Das ist eine gute Frage. Ich glaube, das erlebt jeder hier gerade anders und liegt auch sehr daran, wo du lebst. Die Antwort ist wahrscheinlich anders, wenn du Leute in New York oder Michigan fragst oder hier in Seattle oder Portland.
Ich kann jetzt nur aus Oregon sprechen, wie schon oben erwähnt wir sind seit 9 Wochen jetzt auf Stay at Home Phase und gehen am Montag in Phase 1 von reopening.
Unser Gouverneur hat sehr schnell durchgegriffen, auch mit viel Widerstand. Sie hat Schulen und Kitas bis September geschlossen. Kitas sollen wohl langsam aufmachen, aber wie in Deutschland mit sehr hohe Beschränkungen.

Bereitgestellte Daten →
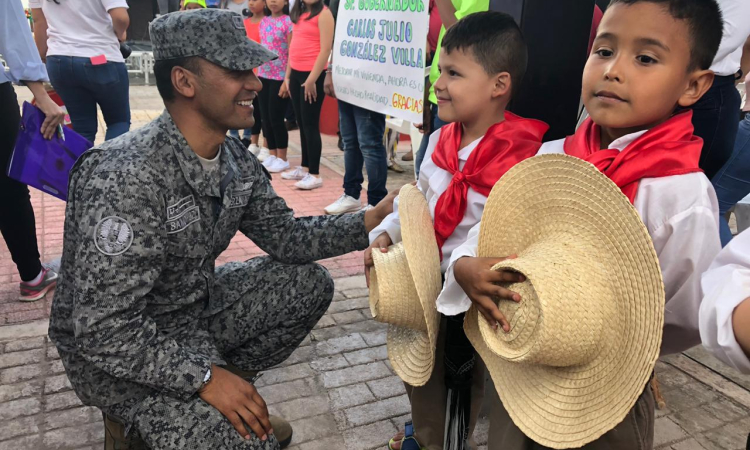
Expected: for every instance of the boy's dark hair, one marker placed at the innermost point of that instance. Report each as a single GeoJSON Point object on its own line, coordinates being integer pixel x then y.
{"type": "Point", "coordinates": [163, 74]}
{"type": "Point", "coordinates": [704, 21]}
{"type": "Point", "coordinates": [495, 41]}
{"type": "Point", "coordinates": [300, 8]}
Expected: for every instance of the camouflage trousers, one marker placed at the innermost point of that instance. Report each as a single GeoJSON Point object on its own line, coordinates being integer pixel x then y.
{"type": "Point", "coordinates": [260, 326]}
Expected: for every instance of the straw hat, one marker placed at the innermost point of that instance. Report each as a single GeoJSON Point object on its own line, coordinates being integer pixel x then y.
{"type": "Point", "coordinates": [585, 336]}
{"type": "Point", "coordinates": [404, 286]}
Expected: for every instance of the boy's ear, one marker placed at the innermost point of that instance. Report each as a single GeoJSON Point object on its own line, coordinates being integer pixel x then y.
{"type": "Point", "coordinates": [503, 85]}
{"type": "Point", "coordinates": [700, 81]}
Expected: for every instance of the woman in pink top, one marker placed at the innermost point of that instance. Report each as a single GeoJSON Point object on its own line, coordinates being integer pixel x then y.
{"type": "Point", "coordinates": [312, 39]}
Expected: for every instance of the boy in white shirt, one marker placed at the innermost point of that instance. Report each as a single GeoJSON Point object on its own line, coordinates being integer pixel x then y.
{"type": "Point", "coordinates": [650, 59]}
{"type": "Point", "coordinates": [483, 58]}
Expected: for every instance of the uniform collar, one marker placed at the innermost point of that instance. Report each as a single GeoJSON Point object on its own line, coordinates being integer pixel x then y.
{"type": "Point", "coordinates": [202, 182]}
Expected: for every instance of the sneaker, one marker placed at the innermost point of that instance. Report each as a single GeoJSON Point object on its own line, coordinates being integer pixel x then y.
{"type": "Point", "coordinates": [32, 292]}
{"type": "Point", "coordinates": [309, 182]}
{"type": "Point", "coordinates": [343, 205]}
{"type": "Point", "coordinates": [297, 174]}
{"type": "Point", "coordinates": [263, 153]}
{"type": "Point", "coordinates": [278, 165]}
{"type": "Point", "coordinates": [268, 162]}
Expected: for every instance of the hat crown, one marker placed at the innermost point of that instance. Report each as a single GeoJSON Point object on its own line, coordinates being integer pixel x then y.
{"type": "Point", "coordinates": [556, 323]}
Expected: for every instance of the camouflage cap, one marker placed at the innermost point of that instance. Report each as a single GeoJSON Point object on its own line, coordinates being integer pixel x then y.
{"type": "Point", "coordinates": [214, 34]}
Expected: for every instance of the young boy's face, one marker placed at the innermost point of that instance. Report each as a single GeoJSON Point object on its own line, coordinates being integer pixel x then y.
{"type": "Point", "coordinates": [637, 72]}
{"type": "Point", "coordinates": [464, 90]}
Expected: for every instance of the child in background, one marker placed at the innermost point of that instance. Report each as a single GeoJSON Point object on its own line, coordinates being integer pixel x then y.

Aufgaben →
A - Fasse bitte den Absatz des Textauszugs, der mit „Unser Gouverneur hat sehr schnell durchgegriffen“ beginnt, als knappe Stichpunktliste zusammen.
B - Zitiere aus dem Textauszug den Abschnitt von „Das ist eine“ bis einschließlich „1 von reopening.“.
Die Zeilen sind hierfür ohne Bedeutung.

Lösungen →
A -
- Der Gouverneur hat sehr schnell durchgegriffen, trotz viel Widerstand.
- Schulen und Kitas sind bis September geschlossen.
- Kitas sollen langsam wieder öffnen, wie in Deutschland mit sehr hohen Beschränkungen.

B -
Das ist eine gute Frage. Ich glaube, das erlebt jeder hier gerade anders und liegt auch sehr daran, wo du lebst. Die Antwort ist wahrscheinlich anders, wenn du Leute in New York oder Michigan fragst oder hier in Seattle oder Portland.
Ich kann jetzt nur aus Oregon sprechen, wie schon oben erwähnt wir sind seit 9 Wochen jetzt auf Stay at Home Phase und gehen am Montag in Phase 1 von reopening.